§ Source document
# ? on atv rideing in alanta area new law



## fisheye (Apr 26, 2008)

I have just hear that it is finealbe to be riding 2up on a quad,is this true?
I know than it is illeagel, but always been looked over. i've road for year with 2 people at times, been stoped by dnr and sheriff potrole, and they never had an problem with two rideing. I had some freind use my cabin this pased weekend and they got stoped and ticketed for rideing 2up. are they inforcing this now or did they find a DNR officer on a bad day, or a power trip?


----------



## MUDDY4LIFE (Apr 13, 2001)

No power trip, no bad day either.

Its completely illegal to operate your 4 wheeler in the State of Michigan with two people unless it is designed and manufactured for two people. 

Some officers look the other way [ especially in the U.P ] and others enforce it. 

I dont completley like the law either, especially when it comes to the larger sized 500cc and up ATVs that we ride on the ice for ice fishing activities.


----------



## seabass810 (Apr 2, 2010)

i have heard of it being enforced more.


----------



## ih772 (Jan 28, 2003)

fisheye said:


> I have just hear that it is finealbe to be riding 2up on a quad,is this true?
> I know than it is illeagel, but always been looked over. i've road for year with 2 people at times, been stoped by dnr and sheriff potrole, and they never had an problem with two rideing. I had some freind use my cabin this pased weekend and they got stoped and ticketed for rideing 2up. are they inforcing this now or did they find a DNR officer on a bad day, or a power trip?


 I have a headache after reading this post.


----------



## USMarine2001 (Feb 23, 2010)

it's always been illegal, unless you had a quad designed for 2 people. Most likely it depends on what your buddy was doing really. I have seen tons of people up there riding double, young kids (8-9 y/o) and nothing happens, same thing ice fishing you always see people riding double. Could they write the ticket regardless if your going slowand safe, sure, are you more likely to get a ticket is your going 15t mph riding double or 55 mph riding double? and doing doughnuts too?


----------



## sanfordlake (Feb 15, 2009)

DNR ticked quads and snowmobiles riding two one weekend on Saginaw Bay last winter. Most of the time they just warn you. When I got my two up quad the dealer told me DNR will ticket you riding on the trails if its not a factory equipped two up. I don't like it but that's why I got a two up...


----------

§ Supplied records
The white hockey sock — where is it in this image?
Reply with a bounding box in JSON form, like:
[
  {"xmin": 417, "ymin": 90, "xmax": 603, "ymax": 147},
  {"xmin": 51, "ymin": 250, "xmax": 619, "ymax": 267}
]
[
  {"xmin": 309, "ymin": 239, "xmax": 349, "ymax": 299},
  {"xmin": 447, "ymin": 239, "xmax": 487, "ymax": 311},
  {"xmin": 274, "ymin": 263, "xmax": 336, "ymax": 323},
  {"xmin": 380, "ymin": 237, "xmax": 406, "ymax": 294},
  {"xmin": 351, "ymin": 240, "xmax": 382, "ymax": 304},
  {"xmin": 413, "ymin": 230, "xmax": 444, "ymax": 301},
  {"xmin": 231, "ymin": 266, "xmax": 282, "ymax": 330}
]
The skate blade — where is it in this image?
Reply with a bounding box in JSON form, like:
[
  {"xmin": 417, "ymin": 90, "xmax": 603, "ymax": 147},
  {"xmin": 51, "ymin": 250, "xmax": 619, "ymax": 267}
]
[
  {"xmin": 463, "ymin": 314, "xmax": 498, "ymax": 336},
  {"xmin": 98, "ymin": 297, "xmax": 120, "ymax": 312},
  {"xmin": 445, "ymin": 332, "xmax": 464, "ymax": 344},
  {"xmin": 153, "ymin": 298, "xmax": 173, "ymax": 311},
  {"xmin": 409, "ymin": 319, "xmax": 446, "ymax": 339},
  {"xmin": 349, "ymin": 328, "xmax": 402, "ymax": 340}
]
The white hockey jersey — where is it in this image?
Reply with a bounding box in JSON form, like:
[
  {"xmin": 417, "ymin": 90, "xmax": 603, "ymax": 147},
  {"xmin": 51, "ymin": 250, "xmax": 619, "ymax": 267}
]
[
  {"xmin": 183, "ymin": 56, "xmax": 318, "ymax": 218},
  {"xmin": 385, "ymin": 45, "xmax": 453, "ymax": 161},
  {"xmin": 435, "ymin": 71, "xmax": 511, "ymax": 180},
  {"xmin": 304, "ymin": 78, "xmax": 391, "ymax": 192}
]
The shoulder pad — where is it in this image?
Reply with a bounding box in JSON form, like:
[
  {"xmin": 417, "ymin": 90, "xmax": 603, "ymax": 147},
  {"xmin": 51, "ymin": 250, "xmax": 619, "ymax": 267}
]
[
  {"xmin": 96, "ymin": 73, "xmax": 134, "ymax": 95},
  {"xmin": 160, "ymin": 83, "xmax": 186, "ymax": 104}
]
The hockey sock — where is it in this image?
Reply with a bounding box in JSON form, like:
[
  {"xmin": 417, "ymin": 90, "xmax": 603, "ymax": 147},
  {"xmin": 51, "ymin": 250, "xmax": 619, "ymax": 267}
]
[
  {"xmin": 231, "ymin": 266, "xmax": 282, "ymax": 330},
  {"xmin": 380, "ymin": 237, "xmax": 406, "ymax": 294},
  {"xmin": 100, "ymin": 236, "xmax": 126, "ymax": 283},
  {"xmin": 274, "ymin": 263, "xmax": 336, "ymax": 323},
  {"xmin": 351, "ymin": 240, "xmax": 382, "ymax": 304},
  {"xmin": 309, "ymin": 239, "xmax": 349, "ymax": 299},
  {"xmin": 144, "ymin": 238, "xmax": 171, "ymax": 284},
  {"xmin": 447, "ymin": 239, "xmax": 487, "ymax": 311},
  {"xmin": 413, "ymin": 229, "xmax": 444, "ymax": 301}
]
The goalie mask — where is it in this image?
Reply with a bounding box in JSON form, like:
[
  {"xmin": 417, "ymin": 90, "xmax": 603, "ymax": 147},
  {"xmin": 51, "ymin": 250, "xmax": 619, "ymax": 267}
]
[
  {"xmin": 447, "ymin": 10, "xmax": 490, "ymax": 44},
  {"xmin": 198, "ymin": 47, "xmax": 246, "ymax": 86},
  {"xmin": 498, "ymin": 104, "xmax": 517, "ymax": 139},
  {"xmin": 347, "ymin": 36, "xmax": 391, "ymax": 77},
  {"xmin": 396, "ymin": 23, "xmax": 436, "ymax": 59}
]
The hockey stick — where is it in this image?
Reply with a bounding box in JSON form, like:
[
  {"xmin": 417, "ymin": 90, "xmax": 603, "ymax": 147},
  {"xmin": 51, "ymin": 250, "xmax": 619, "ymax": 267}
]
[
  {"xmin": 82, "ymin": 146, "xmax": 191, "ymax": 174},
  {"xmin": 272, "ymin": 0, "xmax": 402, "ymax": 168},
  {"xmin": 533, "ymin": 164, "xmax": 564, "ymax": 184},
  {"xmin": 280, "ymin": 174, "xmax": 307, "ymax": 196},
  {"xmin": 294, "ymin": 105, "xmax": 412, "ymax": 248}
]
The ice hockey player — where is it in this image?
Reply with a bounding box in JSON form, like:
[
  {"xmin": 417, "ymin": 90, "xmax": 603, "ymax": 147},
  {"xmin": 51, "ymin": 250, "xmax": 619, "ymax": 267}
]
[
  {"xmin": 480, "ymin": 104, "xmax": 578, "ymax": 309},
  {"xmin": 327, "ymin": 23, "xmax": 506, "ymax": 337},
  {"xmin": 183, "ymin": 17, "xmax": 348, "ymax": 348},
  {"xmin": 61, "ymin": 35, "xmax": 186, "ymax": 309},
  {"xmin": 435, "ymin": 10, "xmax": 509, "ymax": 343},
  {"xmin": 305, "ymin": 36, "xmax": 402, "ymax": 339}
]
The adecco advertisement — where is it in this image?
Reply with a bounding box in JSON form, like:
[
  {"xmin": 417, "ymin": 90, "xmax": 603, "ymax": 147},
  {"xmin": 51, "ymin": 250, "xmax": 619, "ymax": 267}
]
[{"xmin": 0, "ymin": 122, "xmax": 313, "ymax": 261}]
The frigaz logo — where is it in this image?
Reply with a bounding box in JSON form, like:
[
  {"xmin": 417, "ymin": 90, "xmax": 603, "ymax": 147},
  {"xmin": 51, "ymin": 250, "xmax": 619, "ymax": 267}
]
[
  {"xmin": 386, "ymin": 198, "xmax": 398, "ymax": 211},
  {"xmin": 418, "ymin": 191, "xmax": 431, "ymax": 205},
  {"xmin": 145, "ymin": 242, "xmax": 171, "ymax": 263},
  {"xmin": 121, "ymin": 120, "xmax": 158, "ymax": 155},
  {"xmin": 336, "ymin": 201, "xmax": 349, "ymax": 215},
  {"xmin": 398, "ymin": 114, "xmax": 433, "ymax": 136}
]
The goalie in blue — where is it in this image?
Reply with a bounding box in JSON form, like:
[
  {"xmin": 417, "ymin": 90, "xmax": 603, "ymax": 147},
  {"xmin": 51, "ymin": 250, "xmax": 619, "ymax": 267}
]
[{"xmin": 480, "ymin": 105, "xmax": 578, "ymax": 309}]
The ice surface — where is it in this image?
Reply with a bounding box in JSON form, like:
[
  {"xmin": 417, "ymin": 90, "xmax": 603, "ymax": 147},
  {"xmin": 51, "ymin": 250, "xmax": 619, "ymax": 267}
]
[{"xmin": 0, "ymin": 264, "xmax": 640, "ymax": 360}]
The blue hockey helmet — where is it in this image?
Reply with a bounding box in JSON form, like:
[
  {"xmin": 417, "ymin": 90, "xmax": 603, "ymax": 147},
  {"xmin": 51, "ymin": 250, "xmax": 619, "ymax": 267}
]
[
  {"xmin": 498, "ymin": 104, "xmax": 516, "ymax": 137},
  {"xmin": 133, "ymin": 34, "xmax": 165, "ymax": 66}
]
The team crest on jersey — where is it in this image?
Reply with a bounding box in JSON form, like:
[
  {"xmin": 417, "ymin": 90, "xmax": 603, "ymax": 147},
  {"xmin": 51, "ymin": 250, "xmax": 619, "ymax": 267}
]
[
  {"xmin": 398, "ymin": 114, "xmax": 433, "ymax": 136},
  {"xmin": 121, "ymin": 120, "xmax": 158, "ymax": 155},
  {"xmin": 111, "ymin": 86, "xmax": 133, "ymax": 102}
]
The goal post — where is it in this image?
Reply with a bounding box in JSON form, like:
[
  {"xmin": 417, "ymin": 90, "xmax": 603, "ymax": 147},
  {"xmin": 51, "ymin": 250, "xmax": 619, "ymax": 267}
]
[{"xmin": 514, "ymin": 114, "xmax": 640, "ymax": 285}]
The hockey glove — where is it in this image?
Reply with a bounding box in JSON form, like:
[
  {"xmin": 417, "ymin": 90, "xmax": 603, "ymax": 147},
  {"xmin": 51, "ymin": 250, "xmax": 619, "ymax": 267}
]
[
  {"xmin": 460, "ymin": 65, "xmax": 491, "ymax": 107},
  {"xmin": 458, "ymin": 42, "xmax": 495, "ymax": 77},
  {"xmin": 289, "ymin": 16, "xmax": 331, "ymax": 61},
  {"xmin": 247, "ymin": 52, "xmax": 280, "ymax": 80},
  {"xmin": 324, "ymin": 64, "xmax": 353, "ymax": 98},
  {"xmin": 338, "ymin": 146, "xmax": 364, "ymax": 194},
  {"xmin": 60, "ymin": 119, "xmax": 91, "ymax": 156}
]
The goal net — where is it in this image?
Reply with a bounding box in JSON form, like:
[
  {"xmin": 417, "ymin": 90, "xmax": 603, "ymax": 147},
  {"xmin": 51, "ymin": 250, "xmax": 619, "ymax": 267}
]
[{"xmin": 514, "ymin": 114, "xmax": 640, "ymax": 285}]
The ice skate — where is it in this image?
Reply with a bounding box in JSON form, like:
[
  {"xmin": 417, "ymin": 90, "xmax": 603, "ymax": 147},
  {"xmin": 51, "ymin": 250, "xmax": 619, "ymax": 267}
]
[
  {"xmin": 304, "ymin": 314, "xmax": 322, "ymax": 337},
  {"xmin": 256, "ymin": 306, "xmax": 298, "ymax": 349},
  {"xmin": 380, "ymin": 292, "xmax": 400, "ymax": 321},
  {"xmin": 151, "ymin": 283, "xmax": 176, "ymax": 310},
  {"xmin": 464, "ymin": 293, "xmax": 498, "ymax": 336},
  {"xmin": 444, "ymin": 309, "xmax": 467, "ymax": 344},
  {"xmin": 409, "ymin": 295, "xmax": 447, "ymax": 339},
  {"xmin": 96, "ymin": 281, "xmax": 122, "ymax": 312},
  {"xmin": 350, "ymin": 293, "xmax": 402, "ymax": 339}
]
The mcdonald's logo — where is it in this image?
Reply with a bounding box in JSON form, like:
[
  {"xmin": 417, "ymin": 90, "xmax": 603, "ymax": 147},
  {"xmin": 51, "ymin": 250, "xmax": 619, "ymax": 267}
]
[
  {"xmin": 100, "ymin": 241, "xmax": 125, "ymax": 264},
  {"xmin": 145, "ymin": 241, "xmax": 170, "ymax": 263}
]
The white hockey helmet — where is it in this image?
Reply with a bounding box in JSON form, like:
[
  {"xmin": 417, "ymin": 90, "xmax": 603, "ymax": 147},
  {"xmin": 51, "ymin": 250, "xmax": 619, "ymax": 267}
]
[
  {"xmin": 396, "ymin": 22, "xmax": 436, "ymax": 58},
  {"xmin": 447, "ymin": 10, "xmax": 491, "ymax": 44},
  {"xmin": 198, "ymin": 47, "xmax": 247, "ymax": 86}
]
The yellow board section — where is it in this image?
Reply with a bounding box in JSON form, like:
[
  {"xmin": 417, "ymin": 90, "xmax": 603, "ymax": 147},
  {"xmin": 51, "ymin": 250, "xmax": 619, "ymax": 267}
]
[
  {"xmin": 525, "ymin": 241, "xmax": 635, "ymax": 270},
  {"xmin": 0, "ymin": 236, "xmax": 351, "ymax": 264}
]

§ Task objective
In the ATV forum thread, under what condition is it legal in Michigan to ride a four-wheeler with two people?

§ Full output
Only when the ATV is designed and manufactured for two people.